_PROMPT:_ Would you restate all the entries exactly, leaving nothing out?

---*---

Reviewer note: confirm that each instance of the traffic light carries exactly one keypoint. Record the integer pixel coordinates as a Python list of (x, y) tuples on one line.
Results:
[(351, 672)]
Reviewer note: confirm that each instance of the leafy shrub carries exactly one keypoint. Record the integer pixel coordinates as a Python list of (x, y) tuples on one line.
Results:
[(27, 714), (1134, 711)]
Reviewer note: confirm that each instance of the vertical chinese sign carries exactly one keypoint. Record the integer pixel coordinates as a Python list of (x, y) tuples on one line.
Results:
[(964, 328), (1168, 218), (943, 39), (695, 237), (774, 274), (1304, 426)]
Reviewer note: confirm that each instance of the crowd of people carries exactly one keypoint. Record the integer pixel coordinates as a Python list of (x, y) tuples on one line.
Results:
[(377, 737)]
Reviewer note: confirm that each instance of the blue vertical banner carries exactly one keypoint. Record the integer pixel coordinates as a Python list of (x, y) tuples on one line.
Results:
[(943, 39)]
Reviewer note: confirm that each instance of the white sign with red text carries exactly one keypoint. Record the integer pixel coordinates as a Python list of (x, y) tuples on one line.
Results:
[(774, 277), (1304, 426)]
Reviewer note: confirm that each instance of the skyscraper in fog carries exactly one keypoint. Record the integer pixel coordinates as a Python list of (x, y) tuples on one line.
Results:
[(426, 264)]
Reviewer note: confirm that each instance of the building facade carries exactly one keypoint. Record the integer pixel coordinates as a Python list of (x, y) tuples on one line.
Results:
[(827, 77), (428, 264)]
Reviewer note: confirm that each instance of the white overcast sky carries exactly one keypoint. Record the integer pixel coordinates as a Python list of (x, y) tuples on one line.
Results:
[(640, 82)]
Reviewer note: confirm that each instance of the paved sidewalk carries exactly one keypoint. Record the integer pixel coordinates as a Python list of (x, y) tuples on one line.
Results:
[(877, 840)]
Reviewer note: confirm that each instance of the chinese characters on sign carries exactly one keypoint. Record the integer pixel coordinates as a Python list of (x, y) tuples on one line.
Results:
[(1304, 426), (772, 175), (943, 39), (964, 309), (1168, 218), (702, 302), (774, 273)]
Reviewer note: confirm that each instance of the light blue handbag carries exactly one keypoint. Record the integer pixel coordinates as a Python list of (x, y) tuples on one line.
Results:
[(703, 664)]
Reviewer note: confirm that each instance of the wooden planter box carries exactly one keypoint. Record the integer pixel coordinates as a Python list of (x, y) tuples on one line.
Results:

---*---

_YOUR RESPONSE:_
Reviewer note: confirm that each instance of the traffic light carries exactly one keypoint. Record the integer pixel coordinates as a Python list of (x, y) tuples on one line.
Results:
[(351, 672)]
Reviewer note: confirm that each instance of the leafy shrub carries exactly one keypoint. Record the integer pixel coordinates as a Python list of (x, y) tuples on one line.
Results:
[(27, 714), (1134, 711)]
Reviewer note: confirm that each instance of the vertical chinese sign carries exactly one keypoint. Record the integer pixel coordinates as a Python list of (x, y) tuples on one line.
Results:
[(964, 328), (1168, 218), (943, 39), (695, 237), (774, 274), (1304, 426)]
Reviewer note: confirm that each instance of the crowd of people carries exactly one keypoint. Record the integer pixel coordinates as a Python list of (x, y) tuples on one line.
Results:
[(377, 737)]
Reviewer note: confirm that each instance of the blue vertical banner carries exactly one keypoint. Record the integer pixel coordinates as a Python list of (x, y) tuples on one line.
Results:
[(943, 39)]
Reviewer note: confirm that each instance of the white sign with red text carries exactly one keypoint. Record the integer pixel coordinates as a Python list of (x, y) tuples on one line.
Results:
[(774, 277), (1304, 426)]
Reviewer note: confirm that each instance of the skyscraper in fog carries exactly one keypoint. Record the integer pixel coordinates as a Python list of (x, y) tuples on one line.
Results:
[(426, 264)]
Reviewer note: confirm that each instance of the building facade carries exactly one keypoint. Record the integer pixel coordinates as a Python list of (x, y) tuples on one line.
Results:
[(827, 77), (428, 264)]
Reviewer note: confirm that each instance of the white overcast sky carries exactly one keypoint. Record the integer pixel coordinates as a Python list of (x, y) tuples on one line.
Results:
[(640, 82)]
Reviewer note: confirm that each instance of the paved sidewalk carries exactly one keypoint. Record the integer pixel coordinates as a Python list of (x, y) tuples on one line.
Results:
[(877, 840)]
Reviewer note: confirm that each instance of the chinese characters on sign carries exactly one keypoint. Record the integer pixel coordinates as a Python list of (x, y) tuples on one line.
Results:
[(1304, 426), (772, 175), (943, 39), (964, 309), (1168, 218), (702, 302), (774, 273)]
Reviewer note: confirm that each instance of the light blue handbag carries exactly one keypoint. Record the integer pixel coordinates as a Python list of (x, y) tuples on one line.
Results:
[(703, 664)]
Reviewer note: confirm that each instance of the wooden planter box carries exactly one keypoint. Record the integer pixel coordinates as a Python list of (x, y) tuples on one line.
Results:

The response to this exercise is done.